-- 作業内容 --
A) 提供文によると、高野美和子准教授はどの大学で何を研究していますか。
B) 提供文で《熟練者の特徴》として挙げられている項目をすべて書き出してください。
C) 提供文のうち、「ということを研究した論文です。」を含む箇所から「自分が動くのかがわからない。」までを、そのまま書き写してください。

日本女子体育大学・高野美和子准教授の研究
日本女子体育大学で舞踊学を研究している高野美和子准教授の論文に、ダンスの振り付けの習得スピードに関する研究があります。
「経験の違いから捉えた舞踊運動の習得過程に関する研究 ─舞踊運動習得の初期段階に着目して ─」
http://ir.jwcpe.ac.jp/dspace/bitstream/123456789/665/1/nichijo_kiyo43-06.pdf
ざっくりいうと、
「ダンスの振り付けを覚えるのに、ベテランと素人(熟練者と未習者)に覚え方や覚えるスピードに違いはあるのか?」
「あるとしたら、何が違うのか?」
ということを研究した論文です。
高野准教授は論文の中で、熟練者と未習者には違いがあるとした上で、その違いを次のようにまとめています(一部わかりやすい表現に変えてあります)。
《熟練者の特徴》
・まず全体の流れを大きく捉えてから、印象的な動きやカウント、言葉を目印にして、その他の部分をつかんでいく。
・捉えづらい振りは意識的にマークしておく。
・鏡を効果的に使って、模範の踊り、自分の像、自分の体感を照らし合わせながら振りを捉える。
・振りを覚えることが目的ではなく、自分がその振りを踊る主体になっていけるように意識している。
《未習者》
・模範のダンスの振りを追ってしまい、自分 1 人になるとできない。
・1 つわからない振りに囚われると先に進めない。
・全体を捉えようと動かずに見た後、実際動けない。いつ模範を見て、いつ自分が動くのかがわからない。
これまで、一言で「経験の違い」と言って片付けられていたことが、この論文によって詳細が明らかになりました。
「全体を捉える」「自分と模範を比較する」などはまさに動画の活用がサポートできることでしょう。結果、振りを早く覚えると「自分が振りを踊る主体になっていけるよう」つまり「自分なりの表現を追究していく」ことの近道になると考えられます。
動画の活用は日本舞踊の上達に大いに貢献しそうです。
では、動画NG派の考えはどうでしょうか。

[抽出レコード]
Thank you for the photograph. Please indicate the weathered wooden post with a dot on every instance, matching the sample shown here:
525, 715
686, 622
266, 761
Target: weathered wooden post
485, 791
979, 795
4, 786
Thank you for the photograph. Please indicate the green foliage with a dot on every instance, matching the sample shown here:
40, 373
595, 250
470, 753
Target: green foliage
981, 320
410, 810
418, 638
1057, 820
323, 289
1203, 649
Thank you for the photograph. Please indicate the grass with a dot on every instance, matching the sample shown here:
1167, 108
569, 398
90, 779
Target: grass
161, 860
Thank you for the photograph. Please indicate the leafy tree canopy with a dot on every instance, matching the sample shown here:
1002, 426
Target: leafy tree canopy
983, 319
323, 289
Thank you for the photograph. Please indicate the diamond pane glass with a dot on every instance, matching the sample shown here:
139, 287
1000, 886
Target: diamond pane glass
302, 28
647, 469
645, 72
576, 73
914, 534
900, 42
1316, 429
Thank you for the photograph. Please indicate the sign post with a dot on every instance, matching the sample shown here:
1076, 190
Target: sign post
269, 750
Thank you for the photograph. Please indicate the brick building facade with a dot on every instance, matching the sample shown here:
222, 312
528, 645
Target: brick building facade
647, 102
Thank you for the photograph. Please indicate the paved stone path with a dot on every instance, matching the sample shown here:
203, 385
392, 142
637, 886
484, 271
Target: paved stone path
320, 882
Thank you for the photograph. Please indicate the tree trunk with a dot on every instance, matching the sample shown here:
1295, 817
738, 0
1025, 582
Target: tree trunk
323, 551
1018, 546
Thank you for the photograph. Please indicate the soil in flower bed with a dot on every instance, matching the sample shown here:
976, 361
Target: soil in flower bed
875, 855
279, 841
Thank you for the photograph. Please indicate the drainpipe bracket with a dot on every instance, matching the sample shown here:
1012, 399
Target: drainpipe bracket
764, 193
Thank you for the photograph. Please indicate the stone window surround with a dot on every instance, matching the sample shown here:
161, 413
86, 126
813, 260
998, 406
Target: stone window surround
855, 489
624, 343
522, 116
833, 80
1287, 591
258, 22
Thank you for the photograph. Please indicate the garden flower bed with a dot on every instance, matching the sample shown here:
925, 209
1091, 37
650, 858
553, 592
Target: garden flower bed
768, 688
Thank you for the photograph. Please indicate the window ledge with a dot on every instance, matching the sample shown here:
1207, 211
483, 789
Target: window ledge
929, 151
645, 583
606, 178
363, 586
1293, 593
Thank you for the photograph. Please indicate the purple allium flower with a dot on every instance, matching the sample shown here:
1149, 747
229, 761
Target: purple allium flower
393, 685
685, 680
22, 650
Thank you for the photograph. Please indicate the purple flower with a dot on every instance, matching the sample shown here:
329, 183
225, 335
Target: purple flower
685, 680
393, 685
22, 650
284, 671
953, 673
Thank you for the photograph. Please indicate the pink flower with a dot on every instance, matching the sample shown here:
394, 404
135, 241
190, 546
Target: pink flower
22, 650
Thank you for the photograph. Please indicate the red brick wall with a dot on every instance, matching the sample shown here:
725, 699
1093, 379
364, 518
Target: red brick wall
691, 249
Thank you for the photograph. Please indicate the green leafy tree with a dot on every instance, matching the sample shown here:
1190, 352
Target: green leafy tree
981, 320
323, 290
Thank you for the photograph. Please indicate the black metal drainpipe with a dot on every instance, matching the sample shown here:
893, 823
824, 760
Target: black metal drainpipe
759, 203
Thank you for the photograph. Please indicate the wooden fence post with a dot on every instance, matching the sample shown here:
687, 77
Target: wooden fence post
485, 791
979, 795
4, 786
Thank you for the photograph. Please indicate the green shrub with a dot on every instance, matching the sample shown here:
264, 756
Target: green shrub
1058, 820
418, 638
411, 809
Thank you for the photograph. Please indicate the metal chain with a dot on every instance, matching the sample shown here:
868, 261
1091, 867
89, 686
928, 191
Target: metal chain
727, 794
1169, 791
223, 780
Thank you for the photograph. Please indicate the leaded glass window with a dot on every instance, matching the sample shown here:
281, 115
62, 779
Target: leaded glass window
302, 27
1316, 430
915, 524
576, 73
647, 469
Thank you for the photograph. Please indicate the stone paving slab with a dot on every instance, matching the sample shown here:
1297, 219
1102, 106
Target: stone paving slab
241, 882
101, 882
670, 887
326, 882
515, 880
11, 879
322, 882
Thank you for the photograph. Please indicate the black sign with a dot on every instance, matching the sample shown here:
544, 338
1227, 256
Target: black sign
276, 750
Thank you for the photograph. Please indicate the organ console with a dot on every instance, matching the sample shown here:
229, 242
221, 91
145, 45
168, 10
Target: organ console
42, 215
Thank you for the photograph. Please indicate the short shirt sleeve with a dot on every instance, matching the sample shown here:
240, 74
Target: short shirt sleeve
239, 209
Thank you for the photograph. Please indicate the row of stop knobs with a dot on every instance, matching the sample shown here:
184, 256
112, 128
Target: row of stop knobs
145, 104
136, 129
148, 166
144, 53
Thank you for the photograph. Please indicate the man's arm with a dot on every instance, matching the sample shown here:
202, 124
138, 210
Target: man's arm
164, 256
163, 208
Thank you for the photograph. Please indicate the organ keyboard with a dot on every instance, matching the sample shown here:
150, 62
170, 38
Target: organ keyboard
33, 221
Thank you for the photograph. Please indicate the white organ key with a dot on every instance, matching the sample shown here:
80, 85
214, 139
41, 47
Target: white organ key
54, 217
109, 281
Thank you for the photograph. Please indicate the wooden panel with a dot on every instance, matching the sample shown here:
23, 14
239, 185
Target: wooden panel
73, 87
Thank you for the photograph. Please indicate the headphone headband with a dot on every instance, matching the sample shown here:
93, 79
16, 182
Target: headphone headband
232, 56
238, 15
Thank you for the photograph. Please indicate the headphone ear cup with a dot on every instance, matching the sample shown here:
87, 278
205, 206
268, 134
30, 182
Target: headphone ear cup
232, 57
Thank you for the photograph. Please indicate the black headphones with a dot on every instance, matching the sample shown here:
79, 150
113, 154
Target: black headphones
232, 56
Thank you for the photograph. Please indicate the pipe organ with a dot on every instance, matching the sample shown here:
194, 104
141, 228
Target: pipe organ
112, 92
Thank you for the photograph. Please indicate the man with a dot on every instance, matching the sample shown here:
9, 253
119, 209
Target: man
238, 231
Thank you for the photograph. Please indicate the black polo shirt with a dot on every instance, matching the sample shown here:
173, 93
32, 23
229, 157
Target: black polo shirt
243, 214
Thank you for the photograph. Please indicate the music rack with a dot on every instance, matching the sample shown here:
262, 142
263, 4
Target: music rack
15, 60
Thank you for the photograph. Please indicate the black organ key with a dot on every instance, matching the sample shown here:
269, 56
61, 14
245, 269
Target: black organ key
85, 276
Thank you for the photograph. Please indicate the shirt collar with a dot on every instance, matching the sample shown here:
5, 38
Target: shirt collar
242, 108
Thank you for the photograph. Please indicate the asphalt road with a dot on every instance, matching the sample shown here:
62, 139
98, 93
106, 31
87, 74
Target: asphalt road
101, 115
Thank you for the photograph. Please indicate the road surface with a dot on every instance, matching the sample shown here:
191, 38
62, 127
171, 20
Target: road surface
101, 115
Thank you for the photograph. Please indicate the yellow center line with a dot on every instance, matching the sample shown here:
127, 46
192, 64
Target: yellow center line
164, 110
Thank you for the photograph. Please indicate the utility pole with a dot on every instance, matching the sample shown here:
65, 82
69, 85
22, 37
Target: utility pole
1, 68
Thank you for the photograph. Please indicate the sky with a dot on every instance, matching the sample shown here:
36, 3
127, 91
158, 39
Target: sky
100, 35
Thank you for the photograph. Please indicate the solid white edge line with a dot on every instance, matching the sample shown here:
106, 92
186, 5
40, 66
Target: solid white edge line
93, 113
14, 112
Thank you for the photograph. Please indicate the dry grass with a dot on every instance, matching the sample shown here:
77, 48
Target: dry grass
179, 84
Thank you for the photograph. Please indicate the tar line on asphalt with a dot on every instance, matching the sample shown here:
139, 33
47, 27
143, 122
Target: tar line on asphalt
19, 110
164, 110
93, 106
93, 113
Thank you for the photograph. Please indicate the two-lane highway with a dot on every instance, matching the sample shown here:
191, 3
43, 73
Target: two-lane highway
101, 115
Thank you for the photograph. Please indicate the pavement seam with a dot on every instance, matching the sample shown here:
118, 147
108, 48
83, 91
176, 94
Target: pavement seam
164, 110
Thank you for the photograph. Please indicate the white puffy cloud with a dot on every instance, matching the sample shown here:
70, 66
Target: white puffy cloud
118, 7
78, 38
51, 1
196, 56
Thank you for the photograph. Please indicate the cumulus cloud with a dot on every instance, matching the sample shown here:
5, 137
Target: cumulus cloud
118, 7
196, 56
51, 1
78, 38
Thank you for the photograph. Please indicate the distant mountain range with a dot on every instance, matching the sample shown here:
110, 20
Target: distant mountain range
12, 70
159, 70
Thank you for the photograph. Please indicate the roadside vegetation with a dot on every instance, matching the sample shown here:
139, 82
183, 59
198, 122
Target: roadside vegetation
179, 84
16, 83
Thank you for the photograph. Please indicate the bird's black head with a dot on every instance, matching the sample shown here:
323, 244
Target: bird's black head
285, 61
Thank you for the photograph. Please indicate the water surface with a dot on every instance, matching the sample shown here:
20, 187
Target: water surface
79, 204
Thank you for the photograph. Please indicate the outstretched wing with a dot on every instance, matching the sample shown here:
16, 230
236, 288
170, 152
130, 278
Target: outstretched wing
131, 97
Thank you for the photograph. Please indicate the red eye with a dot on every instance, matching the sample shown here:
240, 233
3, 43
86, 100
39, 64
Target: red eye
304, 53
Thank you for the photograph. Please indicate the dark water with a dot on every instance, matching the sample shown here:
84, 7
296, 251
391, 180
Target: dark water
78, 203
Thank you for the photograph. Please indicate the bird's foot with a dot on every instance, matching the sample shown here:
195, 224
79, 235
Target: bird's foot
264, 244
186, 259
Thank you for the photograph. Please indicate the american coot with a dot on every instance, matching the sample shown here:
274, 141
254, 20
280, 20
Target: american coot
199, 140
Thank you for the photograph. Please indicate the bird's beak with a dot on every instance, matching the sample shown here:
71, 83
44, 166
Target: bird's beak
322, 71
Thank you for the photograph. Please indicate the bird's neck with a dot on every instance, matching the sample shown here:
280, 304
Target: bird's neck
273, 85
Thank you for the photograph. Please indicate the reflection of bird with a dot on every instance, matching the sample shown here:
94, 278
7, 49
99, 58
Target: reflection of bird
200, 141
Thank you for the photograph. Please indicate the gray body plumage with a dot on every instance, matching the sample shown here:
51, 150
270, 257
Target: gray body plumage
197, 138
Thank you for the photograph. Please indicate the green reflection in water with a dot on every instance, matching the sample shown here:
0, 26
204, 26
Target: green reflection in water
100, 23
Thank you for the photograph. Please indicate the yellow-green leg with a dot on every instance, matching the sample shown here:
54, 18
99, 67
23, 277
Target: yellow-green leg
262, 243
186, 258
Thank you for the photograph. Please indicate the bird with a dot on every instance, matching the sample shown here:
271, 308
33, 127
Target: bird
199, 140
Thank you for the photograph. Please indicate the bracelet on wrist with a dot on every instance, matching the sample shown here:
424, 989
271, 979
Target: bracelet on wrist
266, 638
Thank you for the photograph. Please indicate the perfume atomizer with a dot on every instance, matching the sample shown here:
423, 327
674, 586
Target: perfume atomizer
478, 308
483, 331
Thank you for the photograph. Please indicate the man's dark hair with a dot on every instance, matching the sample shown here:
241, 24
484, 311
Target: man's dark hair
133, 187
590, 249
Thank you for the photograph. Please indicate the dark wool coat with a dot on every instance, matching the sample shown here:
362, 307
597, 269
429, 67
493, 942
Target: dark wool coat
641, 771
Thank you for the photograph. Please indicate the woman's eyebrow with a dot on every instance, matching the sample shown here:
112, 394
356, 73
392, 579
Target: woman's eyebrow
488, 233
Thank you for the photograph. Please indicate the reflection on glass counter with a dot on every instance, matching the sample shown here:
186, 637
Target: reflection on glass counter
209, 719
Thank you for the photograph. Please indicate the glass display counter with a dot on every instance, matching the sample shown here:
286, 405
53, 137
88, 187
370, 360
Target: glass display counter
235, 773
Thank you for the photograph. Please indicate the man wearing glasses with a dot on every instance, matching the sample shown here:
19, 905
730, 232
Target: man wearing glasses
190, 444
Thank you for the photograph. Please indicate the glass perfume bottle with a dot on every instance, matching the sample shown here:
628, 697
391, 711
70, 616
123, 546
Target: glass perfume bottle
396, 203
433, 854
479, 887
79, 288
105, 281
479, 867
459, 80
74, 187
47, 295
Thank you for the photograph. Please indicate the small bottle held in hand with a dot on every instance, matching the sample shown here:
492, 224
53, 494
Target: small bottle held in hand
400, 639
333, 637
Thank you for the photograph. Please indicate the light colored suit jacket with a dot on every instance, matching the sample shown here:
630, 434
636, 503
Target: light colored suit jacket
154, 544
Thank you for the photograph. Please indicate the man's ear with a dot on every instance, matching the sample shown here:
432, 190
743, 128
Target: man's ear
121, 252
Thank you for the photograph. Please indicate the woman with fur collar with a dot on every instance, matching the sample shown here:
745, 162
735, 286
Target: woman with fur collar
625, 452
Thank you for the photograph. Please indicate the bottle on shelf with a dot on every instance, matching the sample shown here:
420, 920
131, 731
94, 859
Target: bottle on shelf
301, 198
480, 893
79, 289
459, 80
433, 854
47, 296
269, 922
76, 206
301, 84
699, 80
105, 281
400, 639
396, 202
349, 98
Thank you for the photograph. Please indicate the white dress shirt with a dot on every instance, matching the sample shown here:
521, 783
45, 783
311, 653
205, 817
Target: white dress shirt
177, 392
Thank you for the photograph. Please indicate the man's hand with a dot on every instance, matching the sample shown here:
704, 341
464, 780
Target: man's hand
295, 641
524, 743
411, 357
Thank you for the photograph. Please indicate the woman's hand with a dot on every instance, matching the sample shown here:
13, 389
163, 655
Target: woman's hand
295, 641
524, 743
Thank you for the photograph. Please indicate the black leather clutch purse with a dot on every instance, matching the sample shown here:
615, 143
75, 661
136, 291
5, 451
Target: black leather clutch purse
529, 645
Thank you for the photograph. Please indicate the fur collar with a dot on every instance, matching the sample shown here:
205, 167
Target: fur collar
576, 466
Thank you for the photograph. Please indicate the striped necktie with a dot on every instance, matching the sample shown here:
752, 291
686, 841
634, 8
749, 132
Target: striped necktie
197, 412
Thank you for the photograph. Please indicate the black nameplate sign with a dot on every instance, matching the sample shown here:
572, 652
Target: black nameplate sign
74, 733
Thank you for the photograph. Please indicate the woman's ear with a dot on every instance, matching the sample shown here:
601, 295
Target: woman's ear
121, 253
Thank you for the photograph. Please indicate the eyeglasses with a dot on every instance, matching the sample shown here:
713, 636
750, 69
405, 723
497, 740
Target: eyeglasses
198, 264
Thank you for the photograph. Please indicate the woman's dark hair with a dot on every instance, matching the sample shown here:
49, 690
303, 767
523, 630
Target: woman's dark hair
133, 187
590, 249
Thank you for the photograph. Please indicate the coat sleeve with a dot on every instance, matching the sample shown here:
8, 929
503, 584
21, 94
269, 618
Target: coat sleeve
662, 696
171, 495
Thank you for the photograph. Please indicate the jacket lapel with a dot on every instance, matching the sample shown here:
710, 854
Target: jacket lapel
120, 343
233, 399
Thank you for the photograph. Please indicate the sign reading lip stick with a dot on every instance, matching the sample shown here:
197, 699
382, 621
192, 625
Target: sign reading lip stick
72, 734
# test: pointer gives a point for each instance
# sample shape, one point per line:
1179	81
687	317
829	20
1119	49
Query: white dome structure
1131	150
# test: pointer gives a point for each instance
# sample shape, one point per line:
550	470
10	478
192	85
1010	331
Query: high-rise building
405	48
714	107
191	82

-- 解答一覧 --
A) 日本女子体育大学で舞踊学を研究しています。

B)
・まず全体の流れを大きく捉えてから、印象的な動きやカウント、言葉を目印にして、その他の部分をつかんでいく。
・捉えづらい振りは意識的にマークしておく。
・鏡を効果的に使って、模範の踊り、自分の像、自分の体感を照らし合わせながら振りを捉える。
・振りを覚えることが目的ではなく、自分がその振りを踊る主体になっていけるように意識している。

C)
ということを研究した論文です。
高野准教授は論文の中で、熟練者と未習者には違いがあるとした上で、その違いを次のようにまとめています(一部わかりやすい表現に変えてあります)。
《熟練者の特徴》
・まず全体の流れを大きく捉えてから、印象的な動きやカウント、言葉を目印にして、その他の部分をつかんでいく。
・捉えづらい振りは意識的にマークしておく。
・鏡を効果的に使って、模範の踊り、自分の像、自分の体感を照らし合わせながら振りを捉える。
・振りを覚えることが目的ではなく、自分がその振りを踊る主体になっていけるように意識している。
《未習者》
・模範のダンスの振りを追ってしまい、自分 1 人になるとできない。
・1 つわからない振りに囚われると先に進めない。
・全体を捉えようと動かずに見た後、実際動けない。いつ模範を見て、いつ自分が動くのかがわからない。